(Data records)

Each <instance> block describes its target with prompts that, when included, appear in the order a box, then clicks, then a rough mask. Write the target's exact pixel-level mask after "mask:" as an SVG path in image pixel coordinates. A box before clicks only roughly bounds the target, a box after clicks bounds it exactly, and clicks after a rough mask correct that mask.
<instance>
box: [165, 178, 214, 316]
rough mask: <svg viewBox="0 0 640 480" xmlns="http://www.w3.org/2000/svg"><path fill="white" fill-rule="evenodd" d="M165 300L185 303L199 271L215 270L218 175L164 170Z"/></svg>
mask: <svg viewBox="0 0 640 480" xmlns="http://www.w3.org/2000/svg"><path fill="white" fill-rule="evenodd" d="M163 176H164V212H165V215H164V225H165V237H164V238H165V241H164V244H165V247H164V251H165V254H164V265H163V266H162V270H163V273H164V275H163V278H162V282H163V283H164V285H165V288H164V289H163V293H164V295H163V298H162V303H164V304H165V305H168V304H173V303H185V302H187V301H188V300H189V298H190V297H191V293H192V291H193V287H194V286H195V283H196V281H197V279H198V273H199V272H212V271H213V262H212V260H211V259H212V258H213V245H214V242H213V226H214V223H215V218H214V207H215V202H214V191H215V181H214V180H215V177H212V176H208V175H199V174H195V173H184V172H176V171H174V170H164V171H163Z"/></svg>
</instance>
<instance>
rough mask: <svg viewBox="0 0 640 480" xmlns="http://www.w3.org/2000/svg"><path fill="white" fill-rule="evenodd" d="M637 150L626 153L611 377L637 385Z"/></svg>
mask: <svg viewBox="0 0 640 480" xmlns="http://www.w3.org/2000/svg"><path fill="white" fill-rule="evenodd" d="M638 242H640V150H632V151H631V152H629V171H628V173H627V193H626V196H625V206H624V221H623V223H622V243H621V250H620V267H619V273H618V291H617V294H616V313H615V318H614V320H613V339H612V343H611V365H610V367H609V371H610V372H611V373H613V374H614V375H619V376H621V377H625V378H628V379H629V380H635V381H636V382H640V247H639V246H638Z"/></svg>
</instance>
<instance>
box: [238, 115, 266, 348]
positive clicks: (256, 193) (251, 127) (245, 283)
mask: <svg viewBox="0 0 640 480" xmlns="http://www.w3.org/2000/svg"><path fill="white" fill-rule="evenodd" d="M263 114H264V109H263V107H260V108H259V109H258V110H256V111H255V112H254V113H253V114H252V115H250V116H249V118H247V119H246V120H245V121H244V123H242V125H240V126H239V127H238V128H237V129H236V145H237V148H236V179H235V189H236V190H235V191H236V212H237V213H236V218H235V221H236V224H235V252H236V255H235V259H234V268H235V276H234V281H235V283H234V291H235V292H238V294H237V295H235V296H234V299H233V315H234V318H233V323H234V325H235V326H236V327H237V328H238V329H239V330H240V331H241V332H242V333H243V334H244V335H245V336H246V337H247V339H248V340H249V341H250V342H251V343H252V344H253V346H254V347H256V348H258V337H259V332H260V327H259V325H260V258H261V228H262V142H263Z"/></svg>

◆ **PROMPT**:
With the records above in view, retype each one exactly.

◆ **REPLY TO THE EXERCISE**:
Each <instance> block describes its target with prompts that, when included, appear in the order a box, then clicks, then a rough mask. Write the target's exact pixel-level mask after "mask:" as an SVG path in image pixel coordinates. A box before clicks only roughly bounds the target, a box after clicks bounds it exactly, and clicks after a rough mask correct that mask.
<instance>
box: [165, 178, 214, 316]
rough mask: <svg viewBox="0 0 640 480" xmlns="http://www.w3.org/2000/svg"><path fill="white" fill-rule="evenodd" d="M165 300L185 303L199 271L215 270L218 175L164 170Z"/></svg>
mask: <svg viewBox="0 0 640 480" xmlns="http://www.w3.org/2000/svg"><path fill="white" fill-rule="evenodd" d="M163 176H164V212H165V215H164V225H165V237H164V238H165V241H164V244H165V247H164V251H165V254H164V265H163V266H162V270H163V273H164V275H163V278H162V282H163V283H164V285H165V288H164V289H163V293H164V295H163V298H162V303H164V304H165V305H168V304H173V303H185V302H187V301H188V300H189V298H190V297H191V293H192V291H193V287H194V286H195V283H196V281H197V279H198V273H199V272H212V271H213V262H212V260H211V259H212V258H213V245H214V242H213V226H214V223H215V218H214V207H215V202H214V191H215V181H214V180H215V177H212V176H208V175H199V174H195V173H184V172H176V171H174V170H164V171H163Z"/></svg>
</instance>
<instance>
rough mask: <svg viewBox="0 0 640 480" xmlns="http://www.w3.org/2000/svg"><path fill="white" fill-rule="evenodd" d="M637 150L626 153L611 377L637 385Z"/></svg>
mask: <svg viewBox="0 0 640 480" xmlns="http://www.w3.org/2000/svg"><path fill="white" fill-rule="evenodd" d="M638 242H640V150H632V151H631V152H629V171H628V173H627V193H626V196H625V206H624V221H623V223H622V243H621V250H620V267H619V273H618V291H617V294H616V313H615V318H614V320H613V339H612V343H611V365H610V367H609V371H610V372H611V373H613V374H614V375H619V376H621V377H625V378H628V379H629V380H635V381H636V382H640V247H639V246H638Z"/></svg>
</instance>
<instance>
box: [238, 115, 266, 348]
positive clicks: (256, 193) (251, 127) (245, 283)
mask: <svg viewBox="0 0 640 480" xmlns="http://www.w3.org/2000/svg"><path fill="white" fill-rule="evenodd" d="M263 114H264V109H263V107H260V108H259V109H258V110H256V111H255V112H254V113H253V114H252V115H250V116H249V118H247V119H246V120H245V121H244V123H242V125H240V126H239V127H238V128H237V129H236V145H237V148H236V179H235V189H236V190H235V191H236V212H237V213H236V218H235V221H236V224H235V252H236V255H235V259H234V268H235V276H234V281H235V283H234V291H235V292H238V294H237V295H235V296H234V299H233V315H234V318H233V323H234V325H235V326H236V327H237V328H238V329H239V330H240V331H241V332H242V333H243V334H244V335H245V336H246V337H247V339H248V340H249V341H250V342H251V343H252V344H253V346H254V347H256V348H258V337H259V332H260V327H259V325H260V258H261V228H262V142H263Z"/></svg>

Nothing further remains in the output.